Provided records →

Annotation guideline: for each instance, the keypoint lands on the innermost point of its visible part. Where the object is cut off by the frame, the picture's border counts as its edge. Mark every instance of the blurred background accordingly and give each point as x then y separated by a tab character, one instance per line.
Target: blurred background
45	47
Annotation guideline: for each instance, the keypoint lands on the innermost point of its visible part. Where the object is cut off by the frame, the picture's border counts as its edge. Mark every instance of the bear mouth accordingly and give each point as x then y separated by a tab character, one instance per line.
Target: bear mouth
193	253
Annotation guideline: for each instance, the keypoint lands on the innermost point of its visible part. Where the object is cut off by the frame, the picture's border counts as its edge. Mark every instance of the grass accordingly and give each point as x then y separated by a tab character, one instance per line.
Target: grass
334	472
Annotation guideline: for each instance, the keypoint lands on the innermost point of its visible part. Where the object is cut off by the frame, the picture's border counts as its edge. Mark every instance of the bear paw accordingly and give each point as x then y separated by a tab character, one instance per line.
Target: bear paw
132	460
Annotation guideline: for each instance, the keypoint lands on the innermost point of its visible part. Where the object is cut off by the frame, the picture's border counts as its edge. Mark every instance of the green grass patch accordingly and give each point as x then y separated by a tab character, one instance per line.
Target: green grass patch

Work to be completed → Transcribe the listing above exactly, including every line.

Result for this exercise →
Annotation guideline: for each instance, the keypoint lands on the innermost point of its visible part. Where the object is cut off by the frame, the picture's border counts as its edge. Mark every instance of the blurred background accordingly and give each point as x then y separated by a tab character, one instance per line.
Target: blurred background
45	47
Annotation guideline: for each instance, the keypoint lands on the innermost point of its visible part. Where the object is cut off by the frame, the picture's border counts as its edge. Mark every instance of the bear mouth accordingly and give each point as x then y separated by a tab character, one instance per line.
Target: bear mouth
193	253
Annotation guideline: for each instance, the keypoint lands on the innermost point of its visible part. Where the object is cut off by the frame, the picture's border counts as its edge. Mark every instance of the grass accordingly and give each point as x then y separated by a tab character, one instance per line.
Target: grass
334	472
Annotation guideline: for each instance, the keypoint lands on the innermost point of its visible part. Where the object is cut off by the frame, the picture's border counts as its edge. Mark every instance of the bear paw accordingly and give each point as x then y separated by a tab character, one instance per line.
Target: bear paw
132	460
Annotation guideline: for each instance, the keypoint lands on the innermost point of its visible part. Where the object is cut off by the frame, the picture's border counts as its edge. Mark every instance of the green grass patch accordingly and give each point as x then y separated by a tab character, one instance per line.
Target: green grass patch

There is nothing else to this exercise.